#### TASK REQUIREMENTS
Shift each returned bounding box by adding 149 to every one of its coordinates, and write out the entries again in full. Begin at the start of the entries and stop after the line that contains "368,198,579,414". Leave all other text as it stands, including the sample coordinates after "formatted like".

#### TASK MATERIAL
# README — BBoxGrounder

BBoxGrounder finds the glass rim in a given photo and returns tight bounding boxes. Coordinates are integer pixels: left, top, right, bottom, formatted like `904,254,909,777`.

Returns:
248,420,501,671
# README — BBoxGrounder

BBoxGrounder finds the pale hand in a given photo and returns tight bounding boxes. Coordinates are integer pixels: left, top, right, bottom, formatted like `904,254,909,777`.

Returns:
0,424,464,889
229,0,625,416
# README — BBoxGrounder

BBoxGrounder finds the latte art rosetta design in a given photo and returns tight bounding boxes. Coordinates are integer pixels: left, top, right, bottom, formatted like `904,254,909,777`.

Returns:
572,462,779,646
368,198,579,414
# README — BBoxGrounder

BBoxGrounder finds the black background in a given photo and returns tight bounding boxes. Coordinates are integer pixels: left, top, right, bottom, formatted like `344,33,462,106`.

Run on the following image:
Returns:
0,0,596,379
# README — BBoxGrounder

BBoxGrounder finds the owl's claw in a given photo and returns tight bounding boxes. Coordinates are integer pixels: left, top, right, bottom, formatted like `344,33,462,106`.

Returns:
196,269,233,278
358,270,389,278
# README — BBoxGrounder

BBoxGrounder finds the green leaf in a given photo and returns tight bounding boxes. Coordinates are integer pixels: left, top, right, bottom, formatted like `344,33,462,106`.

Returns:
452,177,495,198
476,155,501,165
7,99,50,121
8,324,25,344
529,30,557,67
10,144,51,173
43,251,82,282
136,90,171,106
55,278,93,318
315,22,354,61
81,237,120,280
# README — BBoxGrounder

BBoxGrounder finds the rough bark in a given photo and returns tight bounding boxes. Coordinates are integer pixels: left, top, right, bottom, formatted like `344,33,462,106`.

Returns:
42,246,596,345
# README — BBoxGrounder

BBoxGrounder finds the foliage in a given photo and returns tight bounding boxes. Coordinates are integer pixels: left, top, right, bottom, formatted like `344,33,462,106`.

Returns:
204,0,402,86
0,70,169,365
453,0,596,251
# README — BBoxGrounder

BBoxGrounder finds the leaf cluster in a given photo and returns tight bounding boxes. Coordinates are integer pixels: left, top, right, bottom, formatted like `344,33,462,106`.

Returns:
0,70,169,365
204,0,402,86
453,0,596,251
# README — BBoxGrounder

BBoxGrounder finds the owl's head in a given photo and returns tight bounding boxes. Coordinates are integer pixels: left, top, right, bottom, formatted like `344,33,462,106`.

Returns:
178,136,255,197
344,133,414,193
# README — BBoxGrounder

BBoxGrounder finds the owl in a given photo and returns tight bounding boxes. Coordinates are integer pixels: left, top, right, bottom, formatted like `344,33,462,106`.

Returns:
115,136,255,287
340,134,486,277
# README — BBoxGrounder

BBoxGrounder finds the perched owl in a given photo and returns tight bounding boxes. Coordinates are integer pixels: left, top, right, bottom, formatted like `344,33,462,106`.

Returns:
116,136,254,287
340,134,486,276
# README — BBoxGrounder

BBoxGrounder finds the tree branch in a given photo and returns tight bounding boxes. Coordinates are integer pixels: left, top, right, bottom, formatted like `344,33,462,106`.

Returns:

#### ANSWER TO THIS EXERCISE
# README — BBoxGrounder

BBoxGrounder finds the glass rim in a given photo and returns tight bounding boxes. Coordinates are integer pixels: left, top, right, bottom, formatted like `904,254,909,777`.

Returns:
397,569,650,820
# README — BBoxGrounder

BBoxGrounder finds the pale hand in a given photo and returns tight bounding boxes. Coordinates are integer pixels: left, top, right, bottom, formatted like `904,254,909,777`.

Returns:
149,573,613,1038
378,149,774,565
# README — BBoxGrounder

BBoxGrounder finds the latte art rosetta design in a given photo and returns tight bounding boxes. Coordinates are integer pixels: left, top, right, bottom, formatted like `904,254,909,777`.

Returns:
721,611,928,795
517,347,728,563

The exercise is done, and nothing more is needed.